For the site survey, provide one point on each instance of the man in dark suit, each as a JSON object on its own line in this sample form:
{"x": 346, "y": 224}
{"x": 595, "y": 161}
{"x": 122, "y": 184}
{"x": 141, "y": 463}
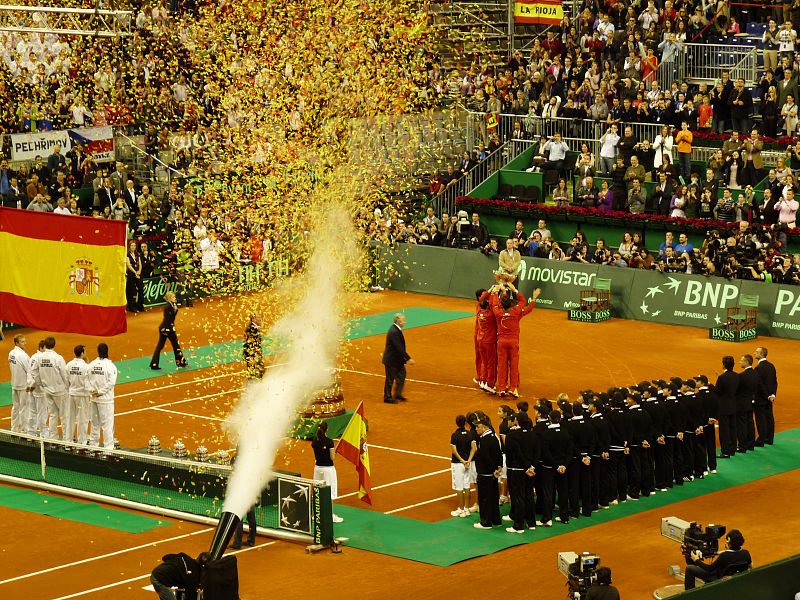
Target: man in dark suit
{"x": 765, "y": 397}
{"x": 725, "y": 389}
{"x": 15, "y": 198}
{"x": 395, "y": 358}
{"x": 488, "y": 465}
{"x": 745, "y": 397}
{"x": 662, "y": 196}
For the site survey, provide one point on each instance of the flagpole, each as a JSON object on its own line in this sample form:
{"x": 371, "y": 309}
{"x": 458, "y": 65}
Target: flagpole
{"x": 355, "y": 412}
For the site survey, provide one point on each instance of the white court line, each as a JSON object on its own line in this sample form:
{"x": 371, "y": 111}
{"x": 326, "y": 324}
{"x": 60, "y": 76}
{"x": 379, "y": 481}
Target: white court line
{"x": 118, "y": 583}
{"x": 459, "y": 387}
{"x": 102, "y": 556}
{"x": 171, "y": 385}
{"x": 390, "y": 512}
{"x": 214, "y": 395}
{"x": 410, "y": 452}
{"x": 385, "y": 485}
{"x": 177, "y": 412}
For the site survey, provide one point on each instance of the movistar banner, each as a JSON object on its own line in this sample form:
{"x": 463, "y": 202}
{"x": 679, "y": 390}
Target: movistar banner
{"x": 674, "y": 299}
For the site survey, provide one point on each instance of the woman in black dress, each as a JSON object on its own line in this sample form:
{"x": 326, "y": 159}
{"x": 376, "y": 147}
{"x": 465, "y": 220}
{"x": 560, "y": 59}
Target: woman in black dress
{"x": 166, "y": 331}
{"x": 134, "y": 285}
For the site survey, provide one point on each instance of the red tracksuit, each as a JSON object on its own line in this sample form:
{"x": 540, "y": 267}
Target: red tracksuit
{"x": 485, "y": 343}
{"x": 508, "y": 341}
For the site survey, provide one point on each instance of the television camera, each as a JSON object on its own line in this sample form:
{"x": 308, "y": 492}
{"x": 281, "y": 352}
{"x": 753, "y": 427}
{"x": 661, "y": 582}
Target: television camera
{"x": 692, "y": 536}
{"x": 580, "y": 571}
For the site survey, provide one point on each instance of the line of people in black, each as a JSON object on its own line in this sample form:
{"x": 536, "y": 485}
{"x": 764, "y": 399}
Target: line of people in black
{"x": 618, "y": 446}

________________

▶ **What to do**: Could you repeat all of the data exactly, minus the pictures?

▶ **Answer to this task**:
For the site survey, provide one point on each instance of the man in dark suit, each as a JSON object on its own line in this sample form:
{"x": 346, "y": 224}
{"x": 595, "y": 161}
{"x": 122, "y": 184}
{"x": 141, "y": 463}
Target: man in dark suit
{"x": 765, "y": 397}
{"x": 725, "y": 389}
{"x": 15, "y": 198}
{"x": 395, "y": 358}
{"x": 488, "y": 465}
{"x": 745, "y": 397}
{"x": 662, "y": 196}
For the site survey, provide one point on each instance of the flagpole, each as a JSON object on its own line in this sample form:
{"x": 371, "y": 309}
{"x": 458, "y": 65}
Target: flagpole
{"x": 355, "y": 412}
For the site survey, provide one point on each instance of the white court line, each as a JSON object on its own line in this sample form:
{"x": 371, "y": 111}
{"x": 326, "y": 324}
{"x": 60, "y": 76}
{"x": 379, "y": 481}
Target: white court line
{"x": 118, "y": 583}
{"x": 459, "y": 387}
{"x": 102, "y": 556}
{"x": 171, "y": 385}
{"x": 390, "y": 512}
{"x": 214, "y": 395}
{"x": 410, "y": 452}
{"x": 385, "y": 485}
{"x": 177, "y": 412}
For the site survey, provide one point on each instance of the movistar banner, each as a JSON object on its own line in this sample form:
{"x": 463, "y": 202}
{"x": 679, "y": 390}
Target: movistar banner
{"x": 674, "y": 299}
For the site survey, provide one point on each instance of the woman in black dress, each as a JSON object on its own line in this sample form:
{"x": 326, "y": 159}
{"x": 376, "y": 147}
{"x": 465, "y": 220}
{"x": 560, "y": 59}
Target: woman in black dress
{"x": 166, "y": 331}
{"x": 134, "y": 285}
For the site survey, provide one point on each instance of the red tracksuit, each as a JSON object on its own line in this sample form:
{"x": 540, "y": 267}
Target: red tracksuit
{"x": 485, "y": 343}
{"x": 508, "y": 341}
For the site survey, provide one point on each instance of the television camera, each as a JSON object on its own line in this sample form:
{"x": 308, "y": 492}
{"x": 281, "y": 352}
{"x": 753, "y": 427}
{"x": 661, "y": 582}
Target: television camera
{"x": 692, "y": 536}
{"x": 580, "y": 571}
For the site survey, provide one point on each instance of the line of people in black, each as a JSON object on its own line in this sample form:
{"x": 536, "y": 485}
{"x": 764, "y": 399}
Target: line of people in black
{"x": 618, "y": 446}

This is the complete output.